TRIBUNE SPECIAL REPORT
Drilling could unearth global forecast

by William Mullen
Tribune staff reporter
Published July 3, 2007

MCMURDO STATION, Antarctica -- Dropped down a hole melted through 267 feet of 
floating ice, a diamond-toothed drill had to travel another 2,776 feet through 
seawater before it reached the bottom of an offshore moat in Antarctica and 
pierced the ocean floor.

There, it began to drill back in time, sending a ropy core sample about 3 
inches in diameter back to a derrick built on top of the Ross Ice Shelf.

Nearly a quarter-mile down, the drill bored into sediment that would astonish 
one of the largest groups of scientists ever assembled in Antarctica. It was a 
layer more than 300 feet thick of fossilized diatoms, microscopic algae that 
once bloomed near the ocean surface.

The diatom layer, laid down 2 to 5 million years ago, was evidence that 
Antarctica has undergone past cycles of warming and cooling. It meant the 
frozen wastes of the Ross Ice Shelf -- a seemingly permanent slab of ice the 
size of Spain -- were once open water.

In other times, this information might be of interest only to specialists. But 
scientists with the Antarctic Geological Drilling project, or ANDRILL, believe 
the Antarctica of the past can show us what to expect from the warmer world of 
tomorrow.

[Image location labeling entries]
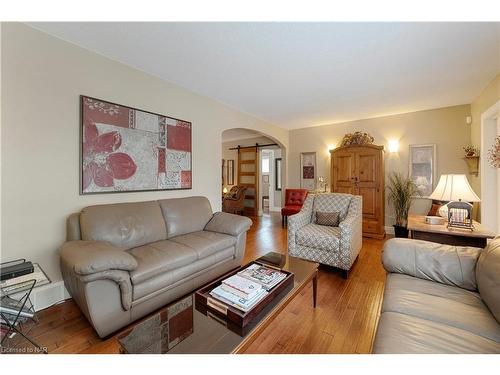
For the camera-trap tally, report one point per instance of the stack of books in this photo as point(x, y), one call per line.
point(248, 287)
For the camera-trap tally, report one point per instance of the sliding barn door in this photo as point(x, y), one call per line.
point(248, 172)
point(359, 170)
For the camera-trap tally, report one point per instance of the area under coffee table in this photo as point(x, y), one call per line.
point(183, 328)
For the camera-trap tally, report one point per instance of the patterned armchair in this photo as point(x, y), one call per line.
point(334, 246)
point(233, 201)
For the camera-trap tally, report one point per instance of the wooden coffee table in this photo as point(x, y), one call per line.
point(439, 233)
point(185, 328)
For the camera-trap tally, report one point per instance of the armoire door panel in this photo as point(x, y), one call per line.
point(345, 168)
point(359, 170)
point(369, 195)
point(346, 190)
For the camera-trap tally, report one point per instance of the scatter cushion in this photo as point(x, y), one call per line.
point(330, 219)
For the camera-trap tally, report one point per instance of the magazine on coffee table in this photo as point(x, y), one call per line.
point(217, 297)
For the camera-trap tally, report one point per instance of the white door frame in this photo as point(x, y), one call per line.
point(490, 177)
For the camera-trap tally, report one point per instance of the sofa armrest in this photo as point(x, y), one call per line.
point(223, 222)
point(89, 257)
point(446, 264)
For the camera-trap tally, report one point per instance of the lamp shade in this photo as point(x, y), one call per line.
point(454, 187)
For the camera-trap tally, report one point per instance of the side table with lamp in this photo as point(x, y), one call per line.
point(456, 226)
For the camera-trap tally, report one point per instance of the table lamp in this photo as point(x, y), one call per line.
point(455, 189)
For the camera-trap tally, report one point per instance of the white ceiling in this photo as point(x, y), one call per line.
point(239, 133)
point(305, 74)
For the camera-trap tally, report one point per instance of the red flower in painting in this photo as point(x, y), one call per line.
point(101, 163)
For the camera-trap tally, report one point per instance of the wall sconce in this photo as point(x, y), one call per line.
point(393, 145)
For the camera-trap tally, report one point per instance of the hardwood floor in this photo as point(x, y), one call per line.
point(344, 320)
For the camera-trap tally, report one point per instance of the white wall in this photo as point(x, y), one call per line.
point(42, 78)
point(446, 127)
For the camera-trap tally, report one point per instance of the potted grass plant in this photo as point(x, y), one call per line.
point(400, 190)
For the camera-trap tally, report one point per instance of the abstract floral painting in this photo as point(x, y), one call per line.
point(125, 149)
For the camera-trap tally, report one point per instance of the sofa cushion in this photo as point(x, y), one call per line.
point(319, 236)
point(125, 225)
point(167, 280)
point(185, 215)
point(331, 203)
point(205, 243)
point(445, 304)
point(160, 257)
point(488, 276)
point(290, 210)
point(400, 333)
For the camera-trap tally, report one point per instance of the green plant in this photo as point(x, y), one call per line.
point(401, 189)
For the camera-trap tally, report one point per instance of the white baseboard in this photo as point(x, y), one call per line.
point(389, 230)
point(47, 295)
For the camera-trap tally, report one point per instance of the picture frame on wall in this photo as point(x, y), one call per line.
point(124, 149)
point(308, 170)
point(422, 167)
point(230, 172)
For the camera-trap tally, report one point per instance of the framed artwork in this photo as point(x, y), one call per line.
point(422, 168)
point(277, 176)
point(308, 170)
point(224, 178)
point(124, 149)
point(230, 172)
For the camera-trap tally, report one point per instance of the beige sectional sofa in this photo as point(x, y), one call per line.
point(440, 298)
point(123, 261)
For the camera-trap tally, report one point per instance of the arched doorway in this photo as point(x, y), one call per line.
point(253, 162)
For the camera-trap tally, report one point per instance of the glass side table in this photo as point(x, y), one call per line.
point(17, 312)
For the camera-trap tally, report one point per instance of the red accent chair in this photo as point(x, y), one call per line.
point(294, 199)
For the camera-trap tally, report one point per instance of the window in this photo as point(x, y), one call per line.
point(277, 174)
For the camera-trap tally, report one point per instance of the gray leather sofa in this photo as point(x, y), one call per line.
point(123, 261)
point(440, 298)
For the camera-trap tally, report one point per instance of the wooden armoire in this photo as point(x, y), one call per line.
point(359, 170)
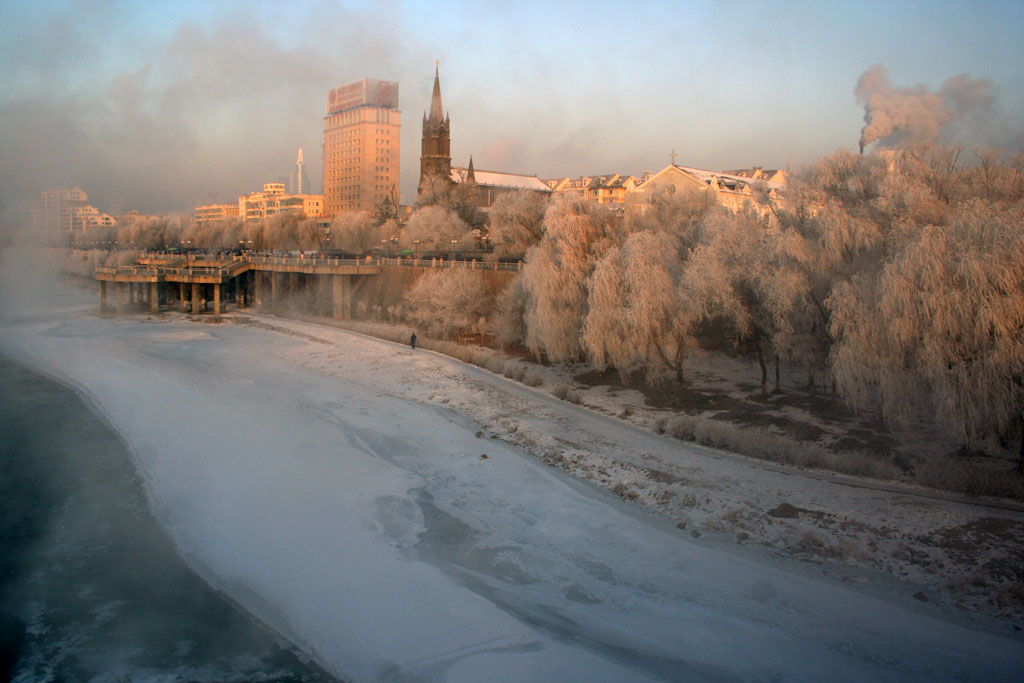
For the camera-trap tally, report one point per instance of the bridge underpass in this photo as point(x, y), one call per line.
point(317, 286)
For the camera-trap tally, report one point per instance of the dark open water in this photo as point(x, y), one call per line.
point(91, 586)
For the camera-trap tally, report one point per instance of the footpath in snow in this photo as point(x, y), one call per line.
point(390, 512)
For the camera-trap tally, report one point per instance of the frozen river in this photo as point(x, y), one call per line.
point(304, 471)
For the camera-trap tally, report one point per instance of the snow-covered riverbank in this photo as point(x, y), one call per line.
point(382, 507)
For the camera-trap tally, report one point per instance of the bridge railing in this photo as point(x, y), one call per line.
point(451, 263)
point(127, 269)
point(306, 260)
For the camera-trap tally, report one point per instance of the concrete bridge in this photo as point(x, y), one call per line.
point(198, 283)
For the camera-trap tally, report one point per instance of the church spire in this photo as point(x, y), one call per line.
point(436, 110)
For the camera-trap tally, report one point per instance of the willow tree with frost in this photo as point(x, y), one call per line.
point(947, 338)
point(448, 302)
point(637, 314)
point(576, 236)
point(727, 276)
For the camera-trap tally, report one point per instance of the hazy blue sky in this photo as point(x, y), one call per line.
point(161, 105)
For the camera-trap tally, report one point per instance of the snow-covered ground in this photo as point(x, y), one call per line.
point(392, 512)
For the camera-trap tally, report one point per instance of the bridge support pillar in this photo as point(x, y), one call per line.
point(342, 297)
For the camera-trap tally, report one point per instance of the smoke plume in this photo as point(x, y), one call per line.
point(897, 116)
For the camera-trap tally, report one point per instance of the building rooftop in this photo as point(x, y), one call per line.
point(496, 179)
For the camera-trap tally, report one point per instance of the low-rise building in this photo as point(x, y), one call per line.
point(491, 184)
point(607, 188)
point(259, 206)
point(736, 190)
point(214, 212)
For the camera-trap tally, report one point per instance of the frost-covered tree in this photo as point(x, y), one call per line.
point(680, 214)
point(636, 311)
point(448, 302)
point(437, 228)
point(576, 236)
point(727, 276)
point(506, 323)
point(354, 232)
point(941, 330)
point(516, 223)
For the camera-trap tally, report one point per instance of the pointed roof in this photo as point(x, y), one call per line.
point(436, 110)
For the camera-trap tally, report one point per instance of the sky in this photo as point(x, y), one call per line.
point(163, 105)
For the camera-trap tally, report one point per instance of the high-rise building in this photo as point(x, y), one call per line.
point(59, 209)
point(361, 132)
point(435, 158)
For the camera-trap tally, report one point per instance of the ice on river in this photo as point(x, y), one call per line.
point(366, 523)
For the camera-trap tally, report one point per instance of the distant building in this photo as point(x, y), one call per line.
point(435, 155)
point(259, 206)
point(435, 161)
point(609, 188)
point(734, 190)
point(361, 137)
point(491, 184)
point(58, 209)
point(213, 212)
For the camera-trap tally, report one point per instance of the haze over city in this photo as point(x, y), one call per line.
point(161, 107)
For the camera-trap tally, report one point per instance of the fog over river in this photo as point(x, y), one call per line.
point(323, 480)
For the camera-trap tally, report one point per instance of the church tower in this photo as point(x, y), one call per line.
point(436, 158)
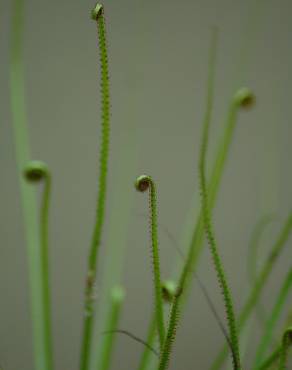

* **Task to complete**: Continue the Antarctic drilling article from its final sentence.

* **Final answer**:
In November and December, the ANDRILL team pulled 10 million years of critical 
climate information out of the Antarctic seabed. The diatom layer was a key 
prize, representing "a time when ... glaciers were in retreat, a different 
regime when there was a lot more water in the system," said Reed Scherer, a 
diatom expert at Northern Illinois University.

In today's terms, "more water in the system" could mean sea levels high enough 
to put low-lying places like Florida and Bangladesh underwater. If the Ross Ice 
Shelf again were to shrink or disappear because of higher global temperatures, 
it could signal very dangerous changes for the rest of the planet, despite its 
remote place on Earth.

For this reason, ANDRILL is one of the biggest scientific undertakings in the 
history of Antarctica and a showcase project for the International Polar Year, 
a major international cooperative research push this year and next that is 
focusing hundreds of millions of dollars and vast expertise on the Arctic and 
Antarctic regions. Much of it is related to global warming.

The project brings together 150 scientists from the U.S., New Zealand, Italy 
and Germany, with the U.S. National Science Foundation providing two-thirds of 
ANDRILL's $30 million cost. Last year's drilling put 58 geologists, 
geochemists, volcanologists, sedimentologists, paleomagneticists, 
paleontologists, petrologists and others "on the ice."

The samples they extracted provide "the best record of time ever established" 
in Antarctica, said NIU geologist Ross Powell. Now, in a process that will take 
years, ANDRILL will try to match the new data with much more complete 
geological histories from the rest of the world.

"We want to relate these warming events with other known world events," said 
Powell, an expert in glacial sediments.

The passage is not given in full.